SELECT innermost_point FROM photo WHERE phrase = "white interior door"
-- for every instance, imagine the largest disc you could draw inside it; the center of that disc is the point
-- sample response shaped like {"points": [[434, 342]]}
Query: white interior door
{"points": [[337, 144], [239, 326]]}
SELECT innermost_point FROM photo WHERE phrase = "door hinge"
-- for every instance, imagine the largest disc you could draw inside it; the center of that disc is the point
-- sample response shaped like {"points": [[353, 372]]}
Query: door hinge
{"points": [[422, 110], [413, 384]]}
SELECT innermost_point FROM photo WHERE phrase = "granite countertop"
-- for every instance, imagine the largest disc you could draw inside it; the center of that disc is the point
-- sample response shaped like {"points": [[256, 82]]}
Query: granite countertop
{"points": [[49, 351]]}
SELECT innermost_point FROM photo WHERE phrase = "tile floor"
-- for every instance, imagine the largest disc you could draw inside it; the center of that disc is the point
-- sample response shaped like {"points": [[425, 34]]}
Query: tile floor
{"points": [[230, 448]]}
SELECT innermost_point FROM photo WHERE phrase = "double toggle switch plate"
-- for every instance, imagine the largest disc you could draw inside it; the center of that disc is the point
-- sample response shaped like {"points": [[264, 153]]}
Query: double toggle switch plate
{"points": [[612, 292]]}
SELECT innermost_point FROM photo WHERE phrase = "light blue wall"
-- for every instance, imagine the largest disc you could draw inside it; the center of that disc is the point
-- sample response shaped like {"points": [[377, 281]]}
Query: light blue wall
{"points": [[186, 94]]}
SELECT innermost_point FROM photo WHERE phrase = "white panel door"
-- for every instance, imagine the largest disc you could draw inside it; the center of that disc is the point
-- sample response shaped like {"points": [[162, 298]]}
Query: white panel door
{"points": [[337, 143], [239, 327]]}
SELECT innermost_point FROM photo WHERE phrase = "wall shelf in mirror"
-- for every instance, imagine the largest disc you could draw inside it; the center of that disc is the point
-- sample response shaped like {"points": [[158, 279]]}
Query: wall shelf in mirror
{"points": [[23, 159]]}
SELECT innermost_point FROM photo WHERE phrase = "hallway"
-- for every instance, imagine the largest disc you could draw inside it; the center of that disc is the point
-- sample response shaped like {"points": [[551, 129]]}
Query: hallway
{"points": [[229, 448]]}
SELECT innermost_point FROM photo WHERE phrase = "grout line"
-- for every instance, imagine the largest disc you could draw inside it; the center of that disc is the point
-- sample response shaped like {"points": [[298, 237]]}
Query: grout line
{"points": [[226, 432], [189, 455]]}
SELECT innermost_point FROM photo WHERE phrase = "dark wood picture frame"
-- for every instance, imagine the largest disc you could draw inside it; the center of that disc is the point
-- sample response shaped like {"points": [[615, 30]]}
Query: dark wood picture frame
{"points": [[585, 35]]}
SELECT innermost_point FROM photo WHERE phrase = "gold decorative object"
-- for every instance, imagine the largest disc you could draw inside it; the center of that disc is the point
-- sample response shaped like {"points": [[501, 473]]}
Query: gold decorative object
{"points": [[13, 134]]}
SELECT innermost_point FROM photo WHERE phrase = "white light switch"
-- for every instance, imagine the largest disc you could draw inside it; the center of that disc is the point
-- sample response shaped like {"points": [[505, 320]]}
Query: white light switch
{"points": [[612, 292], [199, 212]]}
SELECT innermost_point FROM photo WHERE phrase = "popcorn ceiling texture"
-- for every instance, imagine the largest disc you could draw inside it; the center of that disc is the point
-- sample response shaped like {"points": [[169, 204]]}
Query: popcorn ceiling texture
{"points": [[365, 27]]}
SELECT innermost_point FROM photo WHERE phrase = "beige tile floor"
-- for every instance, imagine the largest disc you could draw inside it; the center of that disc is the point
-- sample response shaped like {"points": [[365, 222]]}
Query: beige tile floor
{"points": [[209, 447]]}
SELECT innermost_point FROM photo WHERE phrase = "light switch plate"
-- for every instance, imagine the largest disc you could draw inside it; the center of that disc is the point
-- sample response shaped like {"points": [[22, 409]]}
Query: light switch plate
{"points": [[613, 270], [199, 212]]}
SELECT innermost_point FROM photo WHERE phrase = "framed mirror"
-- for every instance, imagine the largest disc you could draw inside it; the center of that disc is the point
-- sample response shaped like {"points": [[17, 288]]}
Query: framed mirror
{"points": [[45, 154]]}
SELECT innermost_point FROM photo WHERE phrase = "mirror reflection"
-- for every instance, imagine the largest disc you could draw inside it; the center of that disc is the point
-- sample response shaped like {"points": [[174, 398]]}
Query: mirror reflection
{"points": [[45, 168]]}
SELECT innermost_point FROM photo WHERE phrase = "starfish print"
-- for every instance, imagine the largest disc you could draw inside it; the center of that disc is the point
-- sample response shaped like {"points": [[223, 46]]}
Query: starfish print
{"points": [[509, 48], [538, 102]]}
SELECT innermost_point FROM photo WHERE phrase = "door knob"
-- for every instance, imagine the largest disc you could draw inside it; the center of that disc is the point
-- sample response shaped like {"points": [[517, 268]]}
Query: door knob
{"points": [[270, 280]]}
· · · · ·
(REQUIRED WORK):
Your task is to output all of the data above word for word.

(FULL ANSWER):
SELECT innermost_point FROM photo WHERE phrase = "white interior door"
-- for every instance, imagine the largest disc you could draw inside it; the center of that disc is the point
-- sample response shaped like {"points": [[434, 342]]}
Query: white interior door
{"points": [[337, 144], [239, 326]]}
SELECT innermost_point FROM photo WHERE phrase = "door hinge"
-- for every instance, imagine the largest disc you could draw inside it; the center of that disc is the point
-- sample response shaped like {"points": [[353, 372]]}
Query: door hinge
{"points": [[422, 110], [413, 384]]}
SELECT innermost_point FROM photo WHERE phrase = "granite countertop"
-- for every instance, imagine the largest disc you could draw inside it; the center of that disc is the point
-- sample response shaped like {"points": [[256, 82]]}
Query: granite countertop
{"points": [[49, 351]]}
SELECT innermost_point FROM photo WHERE phrase = "tile floor"
-- for every instance, imagine the largest disc you could draw inside it; the center of that disc is the point
-- sample response shaped like {"points": [[425, 34]]}
Query: tile floor
{"points": [[230, 448]]}
SELECT innermost_point FROM photo WHERE phrase = "double toggle switch plate"
-- for every instance, imagine the largest disc you could draw inside it; the center of that disc is the point
-- sample response shaped like {"points": [[264, 153]]}
Query: double toggle switch plate
{"points": [[612, 292]]}
SELECT innermost_point FROM photo WHERE phrase = "light blue wall"
-- for every instance, imagine the largest disc you could draw inside it; the center of that disc is the point
-- sample response shaped like {"points": [[377, 281]]}
Query: light blue wall
{"points": [[186, 94]]}
SELECT innermost_point FROM photo WHERE phrase = "white panel door"
-- for every instance, imagine the largest disc you could draw inside it; the center of that disc is the point
-- sample response shaped like {"points": [[162, 298]]}
Query: white panel door
{"points": [[337, 143], [239, 327]]}
SELECT innermost_point FROM photo WHERE phrase = "wall shelf in mirror"
-- for every instance, imagine the largest disc you could draw inside it; the center of that disc is the point
-- sample response shaped like {"points": [[158, 279]]}
Query: wall shelf in mirror
{"points": [[23, 159]]}
SELECT innermost_point FROM photo WHERE phrase = "hallway"
-- for every instance, imagine the largest disc you could draw inside it; the center of that disc is the point
-- sample response shaped like {"points": [[551, 129]]}
Query: hallway
{"points": [[229, 448]]}
SELECT innermost_point FROM photo WHERE phrase = "grout line"
-- for every instance, imagine the largest disc you could draw inside it; the center of that disc is the point
-- sample response shaped like {"points": [[298, 237]]}
Query: grout line
{"points": [[226, 432], [189, 455]]}
SELECT innermost_point FROM photo WHERE phrase = "dark wood picture frame"
-- for every instance, imagine the largest disc you could draw inside it; the center of that disc is the point
-- sample response shaped like {"points": [[615, 30]]}
Query: dark wood picture frame
{"points": [[585, 35]]}
SELECT innermost_point FROM photo WHERE phrase = "gold decorative object"
-- for every instance, imagine the largest disc you could draw inside it; the center of that disc is the point
-- sample response shaped like {"points": [[501, 473]]}
Query: gold decorative object
{"points": [[13, 134]]}
SELECT innermost_point FROM photo WHERE phrase = "white light switch"
-- for every instance, imagine the largest disc you could draw inside it; the center of that disc is the point
-- sample response shaped like {"points": [[505, 320]]}
Query: white light switch
{"points": [[612, 292], [199, 212]]}
SELECT innermost_point FROM photo WHERE phrase = "popcorn ceiling texture"
-- for every instance, imagine the largest disc you could draw inside it; the center of that disc is the point
-- sample response shaped like {"points": [[169, 204]]}
Query: popcorn ceiling texture
{"points": [[365, 27]]}
SELECT innermost_point FROM photo WHERE phrase = "beige tile floor"
-- for every instance, imagine the largest disc you could draw inside it; the center of that disc is the point
-- sample response shaped like {"points": [[365, 222]]}
Query: beige tile floor
{"points": [[209, 447]]}
SELECT innermost_point FROM photo WHERE phrase = "light switch plate"
-- for every instance, imagine the largest disc you could draw inside it; the center of that disc is the point
-- sample response shaped like {"points": [[22, 409]]}
Query: light switch plate
{"points": [[613, 270], [199, 212]]}
SELECT innermost_point FROM photo WHERE phrase = "framed mirror"
-- for every instance, imagine the largest disc you could draw inside it; the center of that disc is the point
-- sample response shaped like {"points": [[17, 288]]}
Query: framed mirror
{"points": [[45, 154]]}
SELECT innermost_point FROM photo WHERE phrase = "mirror reflection"
-- for every instance, imagine the largest disc you could draw inside it; the center of that disc is the point
-- sample response shaped like {"points": [[174, 398]]}
Query: mirror reflection
{"points": [[45, 168]]}
SELECT innermost_point FROM photo WHERE phrase = "starfish print"
-- for every instance, imagine the largest disc you could draw inside it; the center of that disc is the point
-- sample response shaped like {"points": [[223, 46]]}
Query: starfish print
{"points": [[509, 48], [538, 102]]}
SELECT innermost_point FROM photo WHERE phrase = "door knob"
-- for every instance, imagine the largest disc you could draw inside it; the center of that disc is the point
-- sample response shaped like {"points": [[517, 268]]}
Query: door knob
{"points": [[270, 280]]}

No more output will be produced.